Extract provided
LLMs on the other hand, are very good at producing clickbait articles with low information content.

source
- nova_ad_vitum@lemmy.ca ⁨4⁩ ⁨months⁩ ago
  Gotham chess has a video of making chatgpt play chess against stockfish. Spoiler: chatgpt does not do well. It plays okay for a few moves but then the moment it gets in trouble it straight up cheats. Telling it to follow the rules of chess doesn’t help.
  
  This sort of gets to the heart of LLM-based “AI”. That one example to me really shows that there’s no actual reasoning happening inside. It’s producing answers that statistically look like answers that might be given based on that input.
  
  For some things it even works. But calling this intelligence is dubious at best.
  
  source
  - Ultraviolet@lemmy.world ⁨4⁩ ⁨months⁩ ago
    Because it doesn’t have any understanding of the rules of chess or even an internal model of the game state? it just has the text of chess games in its training data and can reproduce the notation, but nothing to prevent it from making illegal or nonsensical moves.

Data excerpt

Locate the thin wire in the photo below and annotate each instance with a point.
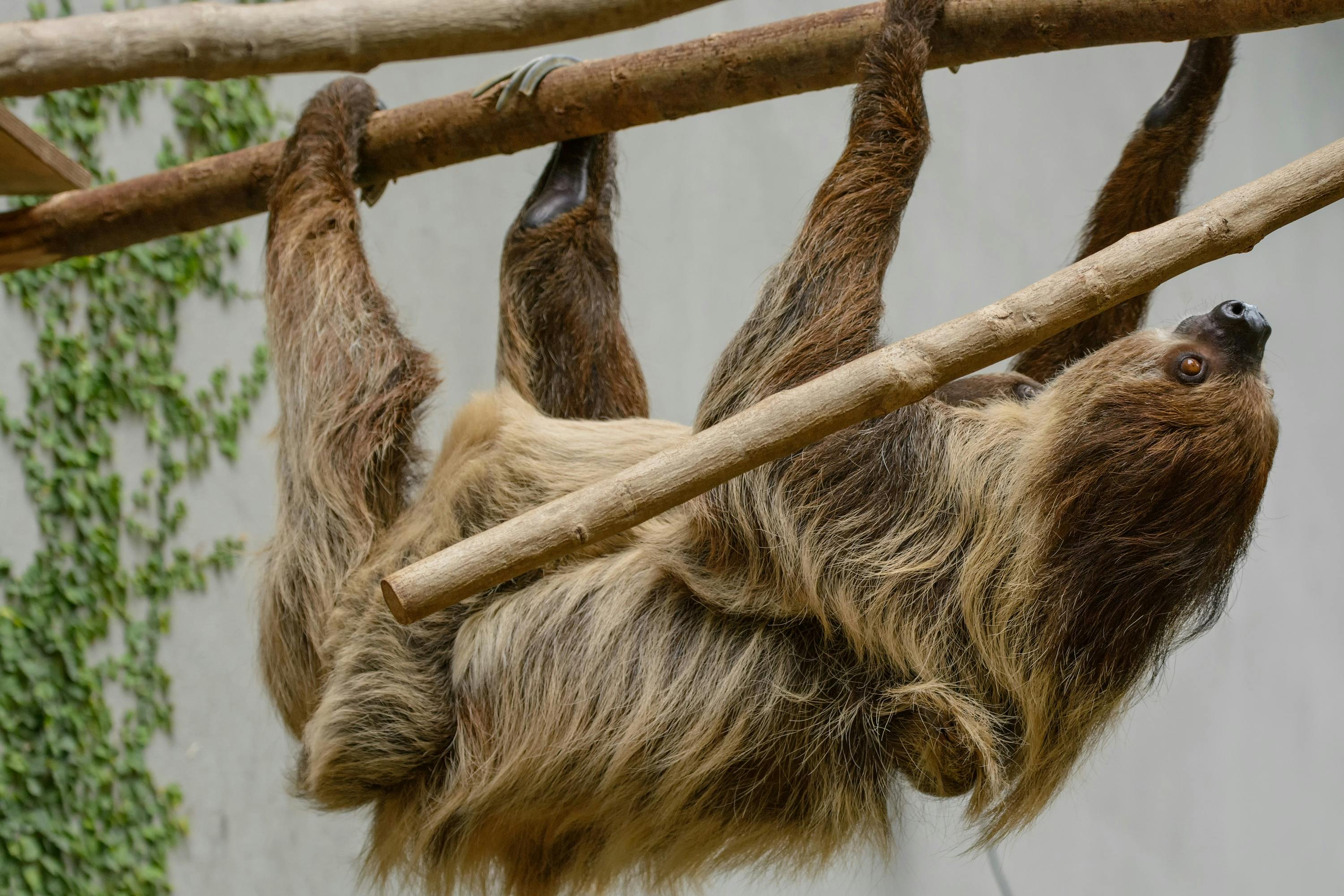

To do
1. Please quote the forum thread about ChatGPT playing chess from "This sort of" up to and including "on that input.".
2. Write what comes next in the forum thread about ChatGPT playing chess, picking up after its final sentence.
The listing has no role in this exercise.

Written responses
1.
This sort of gets to the heart of LLM-based “AI”. That one example to me really shows that there’s no actual reasoning happening inside. It’s producing answers that statistically look like answers that might be given based on that input.

2.
    source
  - Noodle07@lemmy.world ⁨4⁩ ⁨months⁩ ago
    Hallucinating 100% of the time 👌
    
    source
  - JacksonLamb@lemmy.world ⁨4⁩ ⁨months⁩ ago
    ChatGPT versus Deepseek is hilarious. They both cheat like crazy and then one side jedi mind tricks the winner into losing.
    
    source
    -> View More Comments
- LovableSidekick@lemmy.world ⁨4⁩ ⁨months⁩ ago
  In this case it’s not even bad prompts, it’s a problem domain ChatGPT was never built to be good at. Like saying modern medicine is clearly bullshit because a doctor sucked at basketball.
  
  source
Halosheep@lemm.ee ⁨4⁩ ⁨months⁩ ago
I swear every single article critical of current LLMs is like, “The square got BLASTED by the triangle shape when it completely FAILED to go through the triangle shaped hole.”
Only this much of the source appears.